Source passage:
::::

Sitting is the new smoking
We all know that it is important to keep fit and active in order to maintain a healthy body. But did you know that even the most committed gym bunnies could still be damaging their health by sitting too much? More and more evidence is coming to light about the association between inactivity and poor health; do a quick internet search for ‘sitting is the new smoking’ and you will find a plethora of information on the subject, emphasising that sitting for prolonged periods can lead to increased risk of heart and circulatory problems, diabetes, some cancers as well as obesity.
Image via DIY Genius
But very little of the available information on this topic refers to musculoskeletal health, despite the fact that even with the ideal workstation set-up, sitting for extended periods can damage the health of our muscles, joints and other connective tissues. This post examines the different ways in which sitting can damage our musculoskeletal system.
Posture and muscle balance
When we sit, some of our muscles, such as the front of the hips and the neck, are held in a shortened position while other muscles, such as the back muscle and the back of the hip, are held in a lengthened position. Over time, this can cause actual shortening and lengthening of those respective muscles. Standing up and moving around, even for a very short period, helps to stretch the shortened muscles and to straighten the lengthened ones, keeping the body balanced.
The movable joints in our body, such as the knees, hips and ribs, are surrounded by a protective capsule and membrane containing a substance called synovial fluid. This liquid helps to lubricate and supply nutrition to the joints. When we move our joints, a pump effect is created, pushing old fluid and waste products out and allowing fresh fluid and nutrients to cross into the joint. Movement drives this pump motion and is therefore key to maintaining healthy joints.
Vertebral discs are amazing organs which sit between the bones in the spine, making it strong and flexible. Sitting can be particularly bad for the discs, placing more strain on them than standing. Sitting with poor posture is particularly dangerous, as it places uneven yet constant strains on the discs which over time can break down their structure, which can lead to a prolapsed (slipped) disc. Taking breaks form sitting helps to change the forces placed on the discs, allowing them to recover from the strain and lower the risk of prolapse.
Proprioception describes the body’s ability to tell where the joints and limbs are orientated in space. The body does this using specialised nerve endings called mechanoreceptors which are located in various joint tissues, including ligaments and muscles, and help to detect internal forces and movement enabling the brain to know what positions our joints are in. When a ligament becomes stretched, the ability of the mechanoreceptors to detect the correct positioning of the joints can be adversely affected. Poor proprioception, particularly in the spine, has been linked with back and other joint pain, but can be avoided by sitting with good posture and taking short breaks.
Did you know that while your heart pumps blood out to your body, it is your muscles which actually pump blood back to your heart? Sitting can cause pinch points at the back of the knees, the front of the hips, the front of the neck and the front of the shoulders which compress blood vessels as they pass through these areas. This is why sitting on long-haul flights, for example, increases the risk of developing DVTs. Standing up and moving around regularly helps to maintain good circulation.
As with our blood vessels, sitting can also cause our nerves to become pinched at points in the hips, knees and chest, which may result in tingling and pain in the arms and legs. The major nerves are surrounded by fluid and contained within protective sheaths. When we move, the nerves slide within these sheaths, enabling them to move easily and free from restrictions and scar tissue. Movement also stimulates fluid flow around the nerves, helping to keep them healthy and pain free.
Not moving for prolonged periods of time will drastically lower metabolism i.e. the amount of calories that we burn at rest. This in turn can lead to weight gain which can place more strain on our joints. Short bouts of exercise will awaken your major leg muscles, making them metabolically active, even for a period of time after you become stationary again.
So remember even if you consider yourself to be a very active person, if you are sedentary for extended periods of time you should be taking short breaks from sitting throughout the day in order to:
- prevent shortening and lengthening of muscles
- prevent strains from building up at stress points in the body
- prevent the stiffening up of joints
- increase circulation
- keep our nerves moving freely
- boost metabolism
- lower the effects of stress
With little effort to keep moving throughout the day, you can help to protect both your musculoskeletal health and your general well-being.

::::

Data excerpts:
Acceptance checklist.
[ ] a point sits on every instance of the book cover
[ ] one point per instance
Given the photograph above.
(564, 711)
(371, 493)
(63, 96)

::::

Task brief: Decide whether each statement below agrees with the article on sitting and health, answering yes or no and quoting the article's deciding words. 1. Sitting puts more strain on the vertebral discs than standing does. 2. The heart pumps blood both out to the body and back to itself. 3. Mechanoreceptors are found only in the muscles.

Response for this exercise:
1. Yes: "Sitting can be particularly bad for the discs, placing more strain on them than standing."
2. No: "while your heart pumps blood out to your body, it is your muscles which actually pump blood back to your heart"
3. No: "located in various joint tissues, including ligaments and muscles"